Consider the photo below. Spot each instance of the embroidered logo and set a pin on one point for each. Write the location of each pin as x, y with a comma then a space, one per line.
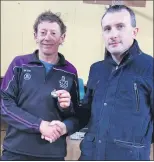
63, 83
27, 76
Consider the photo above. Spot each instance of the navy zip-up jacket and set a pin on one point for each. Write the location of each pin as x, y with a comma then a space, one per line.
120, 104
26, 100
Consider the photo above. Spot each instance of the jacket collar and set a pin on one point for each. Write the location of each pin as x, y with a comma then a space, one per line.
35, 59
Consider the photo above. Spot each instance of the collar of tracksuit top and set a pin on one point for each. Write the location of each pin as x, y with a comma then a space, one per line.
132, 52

● ● ● ●

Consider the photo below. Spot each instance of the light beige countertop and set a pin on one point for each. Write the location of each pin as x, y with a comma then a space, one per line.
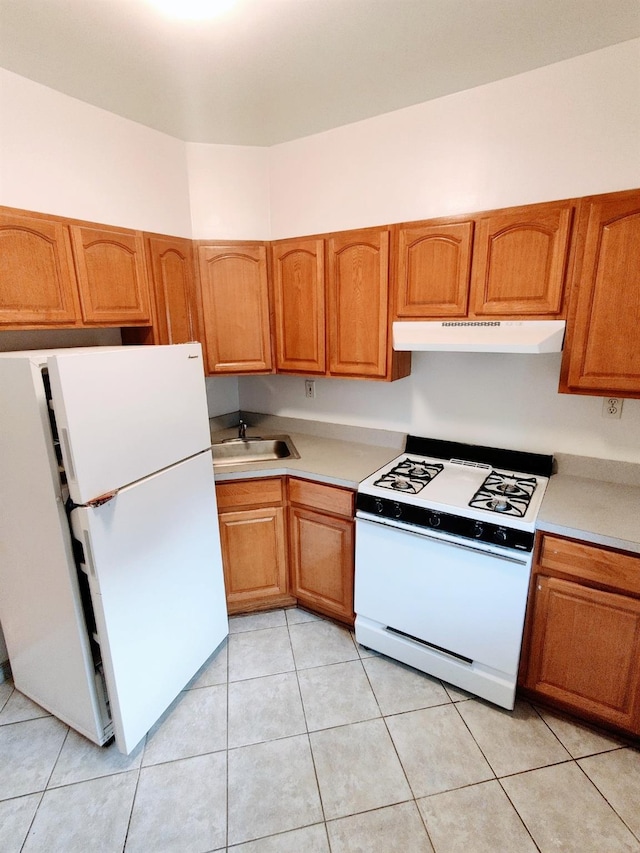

● ● ● ●

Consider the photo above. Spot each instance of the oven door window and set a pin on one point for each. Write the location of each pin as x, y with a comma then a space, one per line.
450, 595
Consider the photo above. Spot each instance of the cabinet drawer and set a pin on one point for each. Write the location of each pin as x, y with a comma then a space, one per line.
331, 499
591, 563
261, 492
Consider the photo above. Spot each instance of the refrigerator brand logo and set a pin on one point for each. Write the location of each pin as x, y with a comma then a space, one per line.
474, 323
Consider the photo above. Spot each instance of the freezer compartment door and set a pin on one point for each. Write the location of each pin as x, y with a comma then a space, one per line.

● ● ● ●

Set task :: Reproduce without any change the lines above, from the line that contains "Consider the photo above. Spot each instance of the oven" through the line that contains "Consider the photo above. Spot each instance of the freezer", including both of those lines.

Expected output ::
Consider the photo above. Spot each instance of the oven door window and set a pin on one point for each. Write the location of each pin as x, y with a comma then a space, one per line.
450, 595
Consider the photo above. Spot each instance of the cabinet drawer and set a pin on one point for each. Write the location of each pin as x, y with a comma then a space, one per line.
331, 499
591, 563
261, 492
Consider the photo above. Spot each instance of the refrigerator brand logo and set a pin on one point for each. Write the location of each pin as x, y with a comma then a space, one per line.
474, 323
Consider the photo above. Spot each instance of the freezer compartment door and set a pin on one point for each. Write the location of each pin as x, y with a comma then a space, one per line.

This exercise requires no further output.